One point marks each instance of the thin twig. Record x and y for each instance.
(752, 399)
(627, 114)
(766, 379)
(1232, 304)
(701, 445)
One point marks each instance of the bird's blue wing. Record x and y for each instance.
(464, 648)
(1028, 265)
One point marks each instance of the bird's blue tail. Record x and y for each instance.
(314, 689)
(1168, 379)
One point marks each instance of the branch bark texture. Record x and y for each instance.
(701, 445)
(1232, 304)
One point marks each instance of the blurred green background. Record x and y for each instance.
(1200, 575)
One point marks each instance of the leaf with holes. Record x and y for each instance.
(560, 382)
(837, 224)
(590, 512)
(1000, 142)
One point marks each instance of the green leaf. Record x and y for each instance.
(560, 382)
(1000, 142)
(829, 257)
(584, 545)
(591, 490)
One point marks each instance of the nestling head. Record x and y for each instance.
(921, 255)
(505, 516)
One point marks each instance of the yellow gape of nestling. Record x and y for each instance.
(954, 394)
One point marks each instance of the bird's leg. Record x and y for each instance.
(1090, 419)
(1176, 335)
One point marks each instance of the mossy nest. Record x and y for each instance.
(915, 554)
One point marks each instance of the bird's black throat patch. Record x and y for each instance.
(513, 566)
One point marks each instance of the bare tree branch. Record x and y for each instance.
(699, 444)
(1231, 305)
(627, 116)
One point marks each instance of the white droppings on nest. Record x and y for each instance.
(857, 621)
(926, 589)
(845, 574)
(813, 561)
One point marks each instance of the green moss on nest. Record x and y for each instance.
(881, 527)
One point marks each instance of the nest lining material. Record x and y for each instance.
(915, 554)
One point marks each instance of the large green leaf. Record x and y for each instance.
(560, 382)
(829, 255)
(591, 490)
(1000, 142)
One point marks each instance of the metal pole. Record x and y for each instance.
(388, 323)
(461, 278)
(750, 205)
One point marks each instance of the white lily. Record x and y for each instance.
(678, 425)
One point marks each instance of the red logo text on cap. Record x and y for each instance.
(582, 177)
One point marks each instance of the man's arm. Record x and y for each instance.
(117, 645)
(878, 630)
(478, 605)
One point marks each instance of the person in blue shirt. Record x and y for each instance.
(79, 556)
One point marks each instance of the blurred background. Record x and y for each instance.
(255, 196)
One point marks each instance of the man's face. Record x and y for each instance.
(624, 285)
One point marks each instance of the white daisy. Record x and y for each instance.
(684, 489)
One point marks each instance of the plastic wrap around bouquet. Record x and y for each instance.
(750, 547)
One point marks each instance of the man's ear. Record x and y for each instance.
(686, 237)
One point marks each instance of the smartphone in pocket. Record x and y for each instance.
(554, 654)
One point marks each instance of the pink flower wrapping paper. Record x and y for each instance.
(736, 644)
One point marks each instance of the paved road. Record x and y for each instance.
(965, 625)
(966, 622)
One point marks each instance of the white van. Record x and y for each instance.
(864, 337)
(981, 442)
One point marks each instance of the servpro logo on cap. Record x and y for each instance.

> **OBJECTIVE**:
Please rewrite the rows from the line with "One point marks each instance of the red" up to and including the last line of the rows, shifting every x and y coordinate by -92 and keeping all other text unchanged.

> **EXERCISE RESULT**:
One point marks each instance of the red logo text on cap. Record x and y for each instance.
(490, 85)
One point marks each instance of the man's arm. Record x and y for each instance.
(25, 553)
(786, 538)
(386, 513)
One point marks each instance of the person in blue shirt. Record x and y for each instance.
(-13, 464)
One point marks each instance of the blurred background. Record x and y for each instance.
(163, 104)
One point marks each instance of the man's face. Record x and y for each instance.
(532, 193)
One point marks each instance of the white daisy. Record x and y for each instance.
(592, 397)
One point marks each instance of the plastic wrap around bouquet. Record x and y for each instance.
(658, 455)
One point marks each instance of the man's ear. Record x and y for each instance.
(594, 145)
One point marks each instance of the smartphone in pocket. Record x and y for each instance.
(462, 562)
One point marks each instance of the pink flower wrapping paper. Record x and y for each instance.
(644, 552)
One point marks each instance of the paved road. Record x and y for each instance.
(873, 533)
(874, 530)
One point marks each instance of the white van. Record x and y for each instance.
(772, 245)
(889, 350)
One point marks each instance of the servpro logo on cap. Record x and y for each instance.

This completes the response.